- [Exercise input]
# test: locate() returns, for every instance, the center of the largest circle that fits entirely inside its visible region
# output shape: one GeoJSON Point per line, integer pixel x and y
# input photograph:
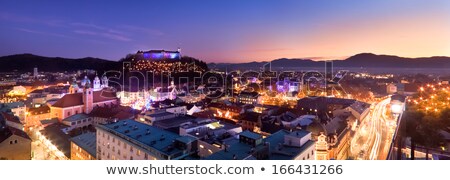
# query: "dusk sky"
{"type": "Point", "coordinates": [226, 30]}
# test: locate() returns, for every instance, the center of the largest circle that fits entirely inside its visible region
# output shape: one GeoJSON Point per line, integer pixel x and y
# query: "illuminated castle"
{"type": "Point", "coordinates": [158, 54]}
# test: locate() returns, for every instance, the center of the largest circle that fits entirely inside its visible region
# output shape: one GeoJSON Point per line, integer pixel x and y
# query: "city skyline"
{"type": "Point", "coordinates": [231, 31]}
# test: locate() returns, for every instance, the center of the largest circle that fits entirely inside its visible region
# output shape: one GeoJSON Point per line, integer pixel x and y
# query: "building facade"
{"type": "Point", "coordinates": [132, 140]}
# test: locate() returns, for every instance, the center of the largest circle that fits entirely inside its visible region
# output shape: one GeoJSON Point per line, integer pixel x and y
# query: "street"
{"type": "Point", "coordinates": [374, 135]}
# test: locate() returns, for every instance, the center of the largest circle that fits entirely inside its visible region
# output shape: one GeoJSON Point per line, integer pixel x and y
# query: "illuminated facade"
{"type": "Point", "coordinates": [132, 140]}
{"type": "Point", "coordinates": [158, 54]}
{"type": "Point", "coordinates": [83, 147]}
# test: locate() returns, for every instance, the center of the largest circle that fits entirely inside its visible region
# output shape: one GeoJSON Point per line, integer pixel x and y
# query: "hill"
{"type": "Point", "coordinates": [26, 63]}
{"type": "Point", "coordinates": [365, 60]}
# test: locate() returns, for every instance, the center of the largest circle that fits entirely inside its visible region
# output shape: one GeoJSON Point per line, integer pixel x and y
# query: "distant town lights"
{"type": "Point", "coordinates": [397, 108]}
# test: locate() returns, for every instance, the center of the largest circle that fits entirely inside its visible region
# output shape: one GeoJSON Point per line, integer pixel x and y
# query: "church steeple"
{"type": "Point", "coordinates": [88, 99]}
{"type": "Point", "coordinates": [73, 86]}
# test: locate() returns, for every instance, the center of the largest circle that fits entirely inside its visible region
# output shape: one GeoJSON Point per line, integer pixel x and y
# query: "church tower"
{"type": "Point", "coordinates": [74, 86]}
{"type": "Point", "coordinates": [88, 98]}
{"type": "Point", "coordinates": [97, 85]}
{"type": "Point", "coordinates": [104, 81]}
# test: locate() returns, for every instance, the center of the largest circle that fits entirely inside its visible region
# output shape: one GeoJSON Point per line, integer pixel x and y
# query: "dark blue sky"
{"type": "Point", "coordinates": [226, 30]}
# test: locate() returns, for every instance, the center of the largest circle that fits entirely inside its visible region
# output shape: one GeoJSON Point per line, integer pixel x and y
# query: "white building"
{"type": "Point", "coordinates": [132, 140]}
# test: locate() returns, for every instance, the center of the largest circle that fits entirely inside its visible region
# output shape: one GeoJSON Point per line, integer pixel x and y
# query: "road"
{"type": "Point", "coordinates": [374, 135]}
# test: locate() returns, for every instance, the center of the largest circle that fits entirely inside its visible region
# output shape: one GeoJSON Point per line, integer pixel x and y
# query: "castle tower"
{"type": "Point", "coordinates": [97, 85]}
{"type": "Point", "coordinates": [74, 86]}
{"type": "Point", "coordinates": [85, 81]}
{"type": "Point", "coordinates": [104, 81]}
{"type": "Point", "coordinates": [88, 98]}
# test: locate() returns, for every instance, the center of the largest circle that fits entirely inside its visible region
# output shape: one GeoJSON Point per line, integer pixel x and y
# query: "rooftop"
{"type": "Point", "coordinates": [87, 141]}
{"type": "Point", "coordinates": [76, 99]}
{"type": "Point", "coordinates": [54, 133]}
{"type": "Point", "coordinates": [9, 131]}
{"type": "Point", "coordinates": [145, 136]}
{"type": "Point", "coordinates": [251, 135]}
{"type": "Point", "coordinates": [173, 122]}
{"type": "Point", "coordinates": [76, 117]}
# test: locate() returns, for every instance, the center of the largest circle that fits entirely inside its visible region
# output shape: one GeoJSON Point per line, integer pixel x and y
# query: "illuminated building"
{"type": "Point", "coordinates": [15, 144]}
{"type": "Point", "coordinates": [391, 88]}
{"type": "Point", "coordinates": [17, 108]}
{"type": "Point", "coordinates": [158, 54]}
{"type": "Point", "coordinates": [18, 91]}
{"type": "Point", "coordinates": [282, 145]}
{"type": "Point", "coordinates": [288, 86]}
{"type": "Point", "coordinates": [321, 147]}
{"type": "Point", "coordinates": [209, 134]}
{"type": "Point", "coordinates": [84, 102]}
{"type": "Point", "coordinates": [250, 120]}
{"type": "Point", "coordinates": [337, 136]}
{"type": "Point", "coordinates": [78, 121]}
{"type": "Point", "coordinates": [12, 121]}
{"type": "Point", "coordinates": [56, 139]}
{"type": "Point", "coordinates": [83, 147]}
{"type": "Point", "coordinates": [36, 114]}
{"type": "Point", "coordinates": [132, 140]}
{"type": "Point", "coordinates": [35, 72]}
{"type": "Point", "coordinates": [359, 109]}
{"type": "Point", "coordinates": [248, 98]}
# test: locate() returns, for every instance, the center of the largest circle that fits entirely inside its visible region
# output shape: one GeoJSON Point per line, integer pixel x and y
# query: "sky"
{"type": "Point", "coordinates": [226, 30]}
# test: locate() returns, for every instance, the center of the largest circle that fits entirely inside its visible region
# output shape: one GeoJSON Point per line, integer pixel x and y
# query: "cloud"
{"type": "Point", "coordinates": [40, 32]}
{"type": "Point", "coordinates": [267, 50]}
{"type": "Point", "coordinates": [18, 18]}
{"type": "Point", "coordinates": [97, 27]}
{"type": "Point", "coordinates": [103, 34]}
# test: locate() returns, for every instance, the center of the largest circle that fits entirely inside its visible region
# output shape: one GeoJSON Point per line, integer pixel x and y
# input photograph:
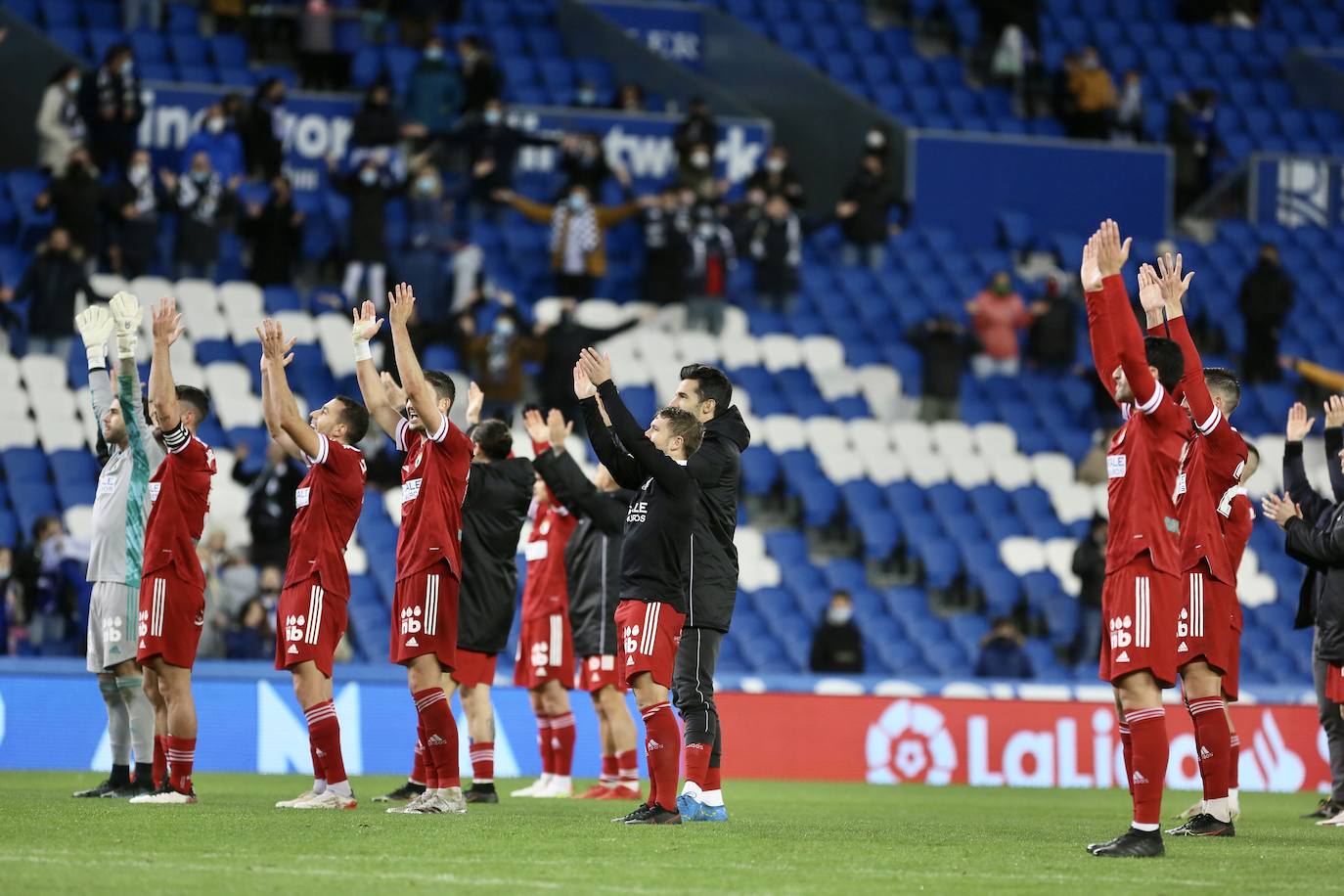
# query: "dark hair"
{"type": "Point", "coordinates": [198, 399]}
{"type": "Point", "coordinates": [711, 383]}
{"type": "Point", "coordinates": [444, 385]}
{"type": "Point", "coordinates": [355, 417]}
{"type": "Point", "coordinates": [1167, 357]}
{"type": "Point", "coordinates": [1225, 383]}
{"type": "Point", "coordinates": [685, 425]}
{"type": "Point", "coordinates": [495, 438]}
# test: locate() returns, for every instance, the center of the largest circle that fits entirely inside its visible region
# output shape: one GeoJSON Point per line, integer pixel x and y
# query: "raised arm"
{"type": "Point", "coordinates": [370, 383]}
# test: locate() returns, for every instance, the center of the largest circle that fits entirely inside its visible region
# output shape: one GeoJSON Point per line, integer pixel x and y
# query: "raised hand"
{"type": "Point", "coordinates": [1174, 288]}
{"type": "Point", "coordinates": [367, 323]}
{"type": "Point", "coordinates": [167, 321]}
{"type": "Point", "coordinates": [1298, 425]}
{"type": "Point", "coordinates": [1111, 252]}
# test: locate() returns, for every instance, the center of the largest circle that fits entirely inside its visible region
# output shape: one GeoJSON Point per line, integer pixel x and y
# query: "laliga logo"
{"type": "Point", "coordinates": [910, 743]}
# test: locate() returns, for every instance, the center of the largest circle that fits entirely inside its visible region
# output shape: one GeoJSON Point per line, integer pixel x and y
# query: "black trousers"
{"type": "Point", "coordinates": [693, 688]}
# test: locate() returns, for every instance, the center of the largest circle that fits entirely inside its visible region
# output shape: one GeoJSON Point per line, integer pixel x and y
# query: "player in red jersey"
{"type": "Point", "coordinates": [545, 661]}
{"type": "Point", "coordinates": [1211, 465]}
{"type": "Point", "coordinates": [172, 586]}
{"type": "Point", "coordinates": [311, 612]}
{"type": "Point", "coordinates": [1142, 594]}
{"type": "Point", "coordinates": [428, 554]}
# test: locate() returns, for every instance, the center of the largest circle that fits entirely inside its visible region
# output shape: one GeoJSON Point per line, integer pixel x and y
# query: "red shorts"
{"type": "Point", "coordinates": [650, 636]}
{"type": "Point", "coordinates": [1139, 607]}
{"type": "Point", "coordinates": [171, 615]}
{"type": "Point", "coordinates": [425, 617]}
{"type": "Point", "coordinates": [474, 668]}
{"type": "Point", "coordinates": [545, 651]}
{"type": "Point", "coordinates": [309, 623]}
{"type": "Point", "coordinates": [1335, 684]}
{"type": "Point", "coordinates": [599, 672]}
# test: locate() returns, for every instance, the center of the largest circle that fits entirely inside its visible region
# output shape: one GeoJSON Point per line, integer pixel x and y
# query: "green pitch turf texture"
{"type": "Point", "coordinates": [783, 838]}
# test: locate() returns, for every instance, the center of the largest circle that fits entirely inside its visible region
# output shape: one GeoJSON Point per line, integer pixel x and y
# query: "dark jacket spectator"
{"type": "Point", "coordinates": [836, 644]}
{"type": "Point", "coordinates": [276, 231]}
{"type": "Point", "coordinates": [1265, 298]}
{"type": "Point", "coordinates": [1002, 654]}
{"type": "Point", "coordinates": [111, 105]}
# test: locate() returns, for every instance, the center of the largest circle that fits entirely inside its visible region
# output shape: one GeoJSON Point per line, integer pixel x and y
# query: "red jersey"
{"type": "Point", "coordinates": [433, 488]}
{"type": "Point", "coordinates": [546, 590]}
{"type": "Point", "coordinates": [179, 497]}
{"type": "Point", "coordinates": [327, 508]}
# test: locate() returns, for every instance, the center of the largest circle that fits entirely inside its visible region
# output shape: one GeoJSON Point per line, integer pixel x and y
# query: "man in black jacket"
{"type": "Point", "coordinates": [706, 392]}
{"type": "Point", "coordinates": [1315, 529]}
{"type": "Point", "coordinates": [593, 571]}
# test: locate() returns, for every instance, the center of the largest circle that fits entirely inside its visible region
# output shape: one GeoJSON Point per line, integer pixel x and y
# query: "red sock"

- [Stated exercise] Which lines in the rows above contain the word "church", with case counting? Find them and copy each one in full.

- [Answer in full]
# query: "church steeple"
# query: "church tower"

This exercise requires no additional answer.